Consigne:
Mettez à jour les lignes allant de celle qui contient "the headlight, one" jusqu'à celle qui contient "point(994, 689)" incluse, en y remplaçant "license plate" par "number plate". Recopiez ces lignes en laissant tout le reste inchangé.

Données présentées:
################

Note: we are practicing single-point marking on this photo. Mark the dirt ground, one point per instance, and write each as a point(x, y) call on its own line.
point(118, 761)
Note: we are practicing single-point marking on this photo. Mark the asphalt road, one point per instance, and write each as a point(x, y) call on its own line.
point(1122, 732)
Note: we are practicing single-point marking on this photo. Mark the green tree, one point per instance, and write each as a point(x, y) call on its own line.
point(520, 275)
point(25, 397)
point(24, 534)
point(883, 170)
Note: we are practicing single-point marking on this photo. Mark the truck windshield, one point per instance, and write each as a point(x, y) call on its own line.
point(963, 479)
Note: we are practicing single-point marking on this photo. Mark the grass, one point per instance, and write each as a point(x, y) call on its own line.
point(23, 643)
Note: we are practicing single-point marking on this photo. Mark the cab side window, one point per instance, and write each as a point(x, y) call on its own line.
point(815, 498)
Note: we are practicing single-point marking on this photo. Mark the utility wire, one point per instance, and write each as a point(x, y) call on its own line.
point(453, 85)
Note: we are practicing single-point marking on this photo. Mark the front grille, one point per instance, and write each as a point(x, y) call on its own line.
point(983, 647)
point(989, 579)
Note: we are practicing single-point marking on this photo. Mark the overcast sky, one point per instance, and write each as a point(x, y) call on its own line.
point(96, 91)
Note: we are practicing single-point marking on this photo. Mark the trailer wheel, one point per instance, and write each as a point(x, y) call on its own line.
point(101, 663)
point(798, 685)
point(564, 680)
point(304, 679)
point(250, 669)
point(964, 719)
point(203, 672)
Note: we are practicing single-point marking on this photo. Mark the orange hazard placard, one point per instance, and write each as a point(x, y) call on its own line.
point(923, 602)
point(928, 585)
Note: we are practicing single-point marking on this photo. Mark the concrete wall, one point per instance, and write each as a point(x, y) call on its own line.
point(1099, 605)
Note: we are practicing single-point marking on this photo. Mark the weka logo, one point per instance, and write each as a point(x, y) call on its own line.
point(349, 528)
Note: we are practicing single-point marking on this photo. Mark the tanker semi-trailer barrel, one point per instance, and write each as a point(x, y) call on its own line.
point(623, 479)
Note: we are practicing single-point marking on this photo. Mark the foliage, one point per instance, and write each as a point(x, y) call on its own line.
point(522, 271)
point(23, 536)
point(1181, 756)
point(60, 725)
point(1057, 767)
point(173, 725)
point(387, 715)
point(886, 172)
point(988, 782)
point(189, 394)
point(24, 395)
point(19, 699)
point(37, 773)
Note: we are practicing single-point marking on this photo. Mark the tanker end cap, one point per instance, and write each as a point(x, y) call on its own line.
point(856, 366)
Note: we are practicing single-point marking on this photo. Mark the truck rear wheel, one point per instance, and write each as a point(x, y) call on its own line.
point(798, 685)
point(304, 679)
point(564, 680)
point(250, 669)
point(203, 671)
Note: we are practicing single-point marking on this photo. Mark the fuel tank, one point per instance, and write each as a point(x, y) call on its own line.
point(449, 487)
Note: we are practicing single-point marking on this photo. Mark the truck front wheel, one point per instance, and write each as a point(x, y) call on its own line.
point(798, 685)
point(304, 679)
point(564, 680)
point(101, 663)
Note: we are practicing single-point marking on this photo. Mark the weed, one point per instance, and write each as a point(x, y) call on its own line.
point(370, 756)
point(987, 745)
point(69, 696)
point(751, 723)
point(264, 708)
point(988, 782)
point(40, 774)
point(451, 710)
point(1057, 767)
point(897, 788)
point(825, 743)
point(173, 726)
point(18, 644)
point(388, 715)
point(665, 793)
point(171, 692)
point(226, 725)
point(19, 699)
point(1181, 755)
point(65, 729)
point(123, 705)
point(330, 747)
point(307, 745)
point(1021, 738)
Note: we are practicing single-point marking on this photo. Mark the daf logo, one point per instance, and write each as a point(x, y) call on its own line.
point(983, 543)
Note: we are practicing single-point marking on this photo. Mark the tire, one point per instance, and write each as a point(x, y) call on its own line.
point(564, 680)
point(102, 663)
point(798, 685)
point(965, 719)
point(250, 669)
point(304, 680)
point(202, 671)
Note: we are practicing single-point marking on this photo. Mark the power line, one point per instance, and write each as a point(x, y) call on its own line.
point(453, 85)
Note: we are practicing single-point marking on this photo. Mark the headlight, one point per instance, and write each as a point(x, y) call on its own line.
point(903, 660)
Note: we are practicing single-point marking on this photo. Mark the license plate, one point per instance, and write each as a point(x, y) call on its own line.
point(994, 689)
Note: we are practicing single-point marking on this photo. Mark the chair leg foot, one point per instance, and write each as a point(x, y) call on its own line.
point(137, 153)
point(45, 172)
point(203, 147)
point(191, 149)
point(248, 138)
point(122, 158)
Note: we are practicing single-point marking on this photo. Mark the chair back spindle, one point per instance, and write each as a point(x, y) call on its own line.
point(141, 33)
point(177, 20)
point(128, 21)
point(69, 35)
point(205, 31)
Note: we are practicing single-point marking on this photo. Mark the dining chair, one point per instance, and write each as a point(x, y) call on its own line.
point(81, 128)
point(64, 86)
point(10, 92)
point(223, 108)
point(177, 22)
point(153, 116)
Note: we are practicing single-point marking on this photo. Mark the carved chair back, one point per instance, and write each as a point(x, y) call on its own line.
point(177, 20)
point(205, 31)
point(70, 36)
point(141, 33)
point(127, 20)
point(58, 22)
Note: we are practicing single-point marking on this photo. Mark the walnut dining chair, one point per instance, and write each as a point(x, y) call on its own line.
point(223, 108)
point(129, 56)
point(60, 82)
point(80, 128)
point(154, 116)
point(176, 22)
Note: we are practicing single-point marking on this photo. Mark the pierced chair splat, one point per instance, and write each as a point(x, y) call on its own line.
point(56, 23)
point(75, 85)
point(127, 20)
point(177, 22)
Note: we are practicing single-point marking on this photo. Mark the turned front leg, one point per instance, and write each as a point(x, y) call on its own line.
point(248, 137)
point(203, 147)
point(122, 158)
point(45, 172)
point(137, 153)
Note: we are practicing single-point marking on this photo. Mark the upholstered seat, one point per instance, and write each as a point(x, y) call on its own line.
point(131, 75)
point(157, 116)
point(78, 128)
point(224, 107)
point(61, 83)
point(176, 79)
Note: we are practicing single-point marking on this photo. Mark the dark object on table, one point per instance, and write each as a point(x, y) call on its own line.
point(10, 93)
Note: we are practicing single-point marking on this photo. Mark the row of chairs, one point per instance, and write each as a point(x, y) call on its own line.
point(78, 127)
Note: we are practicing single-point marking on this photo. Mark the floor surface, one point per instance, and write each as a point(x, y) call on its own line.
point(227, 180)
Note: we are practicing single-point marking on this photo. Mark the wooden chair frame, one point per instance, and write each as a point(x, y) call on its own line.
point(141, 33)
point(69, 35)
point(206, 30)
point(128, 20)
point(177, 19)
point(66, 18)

################

Corrigé:
Note: we are practicing single-point marking on this photo. Mark the headlight, one point per instance, and write each as a point(x, y) call on its own line.
point(903, 660)
Note: we are practicing single-point marking on this photo. Mark the number plate, one point per instance, and write each as a point(x, y) call on its own line.
point(994, 689)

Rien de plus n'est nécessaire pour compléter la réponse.